Controlling Missile Exports - A Catch-22?
AMERICA'S technology export policy is walking a fine line between good faith and bad policy. The fact that Saddam Hussein built his missile infrastructure with United States and European technology means that Washington and its allies will have to put tough controls in place. Export oversight is provided currently by the Missile Technology Control Regime (MTCR), a set of international guidelines created in April 1987 without congressional approval.
With a range of options available to control the spread of missile technology, MTCR imposed controls that provided international exporters with numerous loopholes. Britain, Canada, France, West Germany, Italy, and Japan joined the United States as signatories to the MTCR agreement.
Companies in every MTCR nation exploited loopholes in the regime to sell Saddam dual-use technology that was used in the Iraqi missile program.
Brazil's weak export laws gave Saddam and European vendors a safe venue to develop technology for Iraq's medium-range missiles, which were cloned from designs of Soviet-pioneered Scuds.
Engineered by Brazilian and Iraqi experts and subsidiaries of European companies in Brazil, this military technology was re-exported under the pretext of civilian use to Iraq, where it was then assembled into guided missiles.

■ ■ ■ ■ ■ ■ ■

* Work task 1:
In the passage on missile export controls, rewrite the part beginning at the words "With a range" and stopping after "Iraqi missile program.", with "loopholes" changed to "gaps".
* Work task 2:
According to the passage on missile export controls, when was the Missile Technology Control Regime created?
* Work task 3:
How would you continue the article on controlling missile exports from the point where it stops?

* Text-to-region grounding data:
■ ■ ■ ■ ■ ■ ■

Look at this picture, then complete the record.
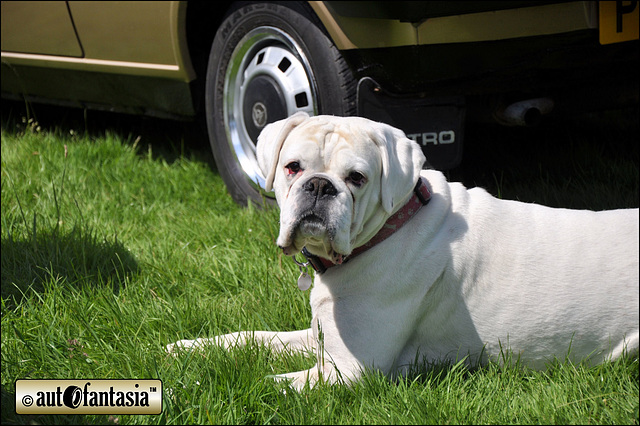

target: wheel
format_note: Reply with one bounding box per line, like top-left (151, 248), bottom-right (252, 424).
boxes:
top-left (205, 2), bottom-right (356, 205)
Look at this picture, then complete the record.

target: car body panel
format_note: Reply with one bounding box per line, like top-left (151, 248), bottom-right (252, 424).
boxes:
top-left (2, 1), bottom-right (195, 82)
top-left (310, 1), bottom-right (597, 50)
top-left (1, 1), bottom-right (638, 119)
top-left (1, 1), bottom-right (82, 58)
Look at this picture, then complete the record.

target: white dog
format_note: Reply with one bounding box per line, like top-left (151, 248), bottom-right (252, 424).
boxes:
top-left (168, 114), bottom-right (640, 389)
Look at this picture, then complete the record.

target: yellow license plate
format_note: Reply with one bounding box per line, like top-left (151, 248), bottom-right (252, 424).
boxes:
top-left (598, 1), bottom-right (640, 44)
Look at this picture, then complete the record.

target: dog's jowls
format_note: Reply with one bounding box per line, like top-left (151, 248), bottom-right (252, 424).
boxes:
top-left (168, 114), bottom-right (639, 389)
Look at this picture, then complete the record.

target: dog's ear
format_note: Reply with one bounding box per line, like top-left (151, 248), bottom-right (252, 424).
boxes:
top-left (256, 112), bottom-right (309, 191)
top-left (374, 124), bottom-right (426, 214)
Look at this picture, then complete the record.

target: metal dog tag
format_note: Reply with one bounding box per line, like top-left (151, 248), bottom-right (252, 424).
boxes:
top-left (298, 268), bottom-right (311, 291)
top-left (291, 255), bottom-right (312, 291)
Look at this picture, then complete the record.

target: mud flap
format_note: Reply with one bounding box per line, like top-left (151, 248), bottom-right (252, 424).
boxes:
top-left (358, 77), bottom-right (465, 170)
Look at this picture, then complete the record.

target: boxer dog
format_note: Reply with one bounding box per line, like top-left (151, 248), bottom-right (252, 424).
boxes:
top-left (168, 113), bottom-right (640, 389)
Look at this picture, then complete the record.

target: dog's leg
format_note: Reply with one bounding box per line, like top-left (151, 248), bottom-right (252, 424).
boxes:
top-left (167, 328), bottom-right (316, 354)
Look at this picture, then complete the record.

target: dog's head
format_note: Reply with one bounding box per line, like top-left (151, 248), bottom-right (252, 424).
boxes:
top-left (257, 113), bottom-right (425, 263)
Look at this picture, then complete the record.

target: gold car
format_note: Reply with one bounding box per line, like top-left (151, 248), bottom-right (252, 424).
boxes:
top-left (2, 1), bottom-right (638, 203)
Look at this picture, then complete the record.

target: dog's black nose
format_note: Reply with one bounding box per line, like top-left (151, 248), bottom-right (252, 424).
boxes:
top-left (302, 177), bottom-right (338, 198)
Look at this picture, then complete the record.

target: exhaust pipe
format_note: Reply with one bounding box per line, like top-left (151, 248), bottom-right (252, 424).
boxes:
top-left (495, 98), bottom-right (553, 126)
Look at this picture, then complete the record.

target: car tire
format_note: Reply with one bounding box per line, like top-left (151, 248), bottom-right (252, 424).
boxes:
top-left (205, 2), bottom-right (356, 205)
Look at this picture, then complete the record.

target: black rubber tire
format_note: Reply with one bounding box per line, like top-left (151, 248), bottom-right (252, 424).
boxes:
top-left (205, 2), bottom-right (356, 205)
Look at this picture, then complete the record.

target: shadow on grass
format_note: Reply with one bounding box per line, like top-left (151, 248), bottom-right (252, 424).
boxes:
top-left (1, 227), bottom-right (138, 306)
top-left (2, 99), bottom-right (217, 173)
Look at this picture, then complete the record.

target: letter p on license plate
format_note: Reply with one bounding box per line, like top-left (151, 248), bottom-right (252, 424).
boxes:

■ ■ ■ ■ ■ ■ ■

* Written reply 1:
With a range of options available to control the spread of missile technology, MTCR imposed controls that provided international exporters with numerous gaps. Britain, Canada, France, West Germany, Italy, and Japan joined the United States as signatories to the MTCR agreement.
Companies in every MTCR nation exploited gaps in the regime to sell Saddam dual-use technology that was used in the Iraqi missile program.

* Written reply 2:
In April 1987.

* Written reply 3:
A major problem of MTCR is that its guidelines are interpreted and applied inconsistently by each of the signatories. For example, missile-related technologies manufactured by US companies that are posted on the MTCR "restricted list" can be exported at any time on the authority of the president. MTCR allows chief executives of other signatory nations to exercise the same authority.
An additional problem in enforcing MTCR is the refusal of officials who license technology exports to provide information on prospective deals.
Officials say that they fear such disclosures might undermine the competitive position of their national industries.
As a result, legislators and journalists are unable to determine whether pending or consummated sales of "restricted list" technology items may represent a violation of MTCR guidelines.
The Bush administration is developing new guidelines for an enhanced regime to control the spread of missile, chemical, and biological warfare technologies. But this slow-moving process is merely a modification of the old, weak MTCR supplier controls.
Herein lies the Catch-22. Although reports of how US and international companies provided Saddam with sensitive technology surface every day, the process of regulating the spread of missile and other militarily useful technologies is caught in a stalemate between arms control advocates and free traders who seek to do business as usual.
The Nonproliferation and Arms Transfer Control Act recently proposed by Sen. John McCain (R) of Arizona seeks to link tough sanctions with MTCR noncompliance and strengthen US export review and licensing procedures. Similar legislation was proposed by Senator McCain last year, but was blocked by the Commerce and State Departments.
The Bush administration has argued that the proposed sanctions are too broad, and that they impinge on the president's discretion to evaluate missile sales on a case-by-case basis. For their part, European nations may be more inclined to support a multilateral approach than comply with unilateral actions imposed from Washington.
To restore confidence in the missile-controls process, the US must take the lead by negotiating a treaty that combines MTCR guidelines with stringent reporting requirements and stiff financial penalties for corporate violators.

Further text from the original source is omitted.